:: WHAT TO PRODUCE ::
Every line below is to be quoted exactly, with nothing added or dropped.

*** GIVEN DATA ***

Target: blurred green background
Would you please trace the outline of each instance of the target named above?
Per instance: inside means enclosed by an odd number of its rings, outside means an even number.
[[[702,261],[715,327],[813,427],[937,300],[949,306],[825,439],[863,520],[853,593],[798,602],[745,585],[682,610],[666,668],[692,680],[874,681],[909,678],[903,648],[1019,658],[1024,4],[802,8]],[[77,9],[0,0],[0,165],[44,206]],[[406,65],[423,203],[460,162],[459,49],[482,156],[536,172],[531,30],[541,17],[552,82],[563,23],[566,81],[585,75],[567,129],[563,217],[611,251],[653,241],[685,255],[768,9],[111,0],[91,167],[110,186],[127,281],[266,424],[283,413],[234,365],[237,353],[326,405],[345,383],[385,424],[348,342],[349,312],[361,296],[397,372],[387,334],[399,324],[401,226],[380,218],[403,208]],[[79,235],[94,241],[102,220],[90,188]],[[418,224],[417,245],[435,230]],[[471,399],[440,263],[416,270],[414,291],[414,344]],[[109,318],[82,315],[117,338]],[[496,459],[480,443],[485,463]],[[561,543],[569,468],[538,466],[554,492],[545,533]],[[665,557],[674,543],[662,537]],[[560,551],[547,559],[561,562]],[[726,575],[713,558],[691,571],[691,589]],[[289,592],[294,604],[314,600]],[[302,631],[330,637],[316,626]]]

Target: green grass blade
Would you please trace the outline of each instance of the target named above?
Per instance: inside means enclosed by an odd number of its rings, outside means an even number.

*** End of GIVEN DATA ***

:: WRITTEN REPLY ::
Target: blurred green background
Would you please trace the outline of each instance of the target named above?
Per instance: inside means enclosed by an odd number of its rings, outside means an even number.
[[[702,261],[715,327],[813,427],[937,300],[949,306],[825,439],[863,520],[853,593],[798,602],[745,585],[682,610],[666,668],[692,680],[874,681],[909,678],[903,648],[1019,658],[1024,4],[802,8]],[[77,9],[0,0],[0,165],[44,206]],[[406,65],[423,203],[460,162],[459,49],[482,156],[536,172],[531,30],[541,17],[552,82],[563,23],[566,81],[585,75],[567,129],[563,217],[611,251],[653,241],[685,255],[768,9],[111,0],[91,167],[110,186],[127,281],[266,424],[283,413],[234,365],[237,353],[326,405],[345,383],[385,424],[348,342],[349,312],[361,296],[397,372],[387,334],[399,324],[401,226],[380,218],[403,208]],[[79,235],[94,241],[102,220],[90,188]],[[418,224],[417,245],[435,230]],[[471,399],[440,263],[416,270],[414,291],[414,344]],[[109,318],[82,315],[117,338]],[[496,459],[480,443],[485,463]],[[561,543],[569,468],[538,466],[554,492],[545,533]],[[665,557],[674,543],[662,537]],[[560,551],[547,559],[561,562]],[[726,575],[713,558],[691,571],[691,589]],[[289,592],[294,604],[314,600]],[[302,631],[330,637],[316,626]]]

Target: green grass blade
Would you please trace the outline of each instance of the target named above?
Per instance: inside means enclosed by an odd number of its rings, outside means an even number.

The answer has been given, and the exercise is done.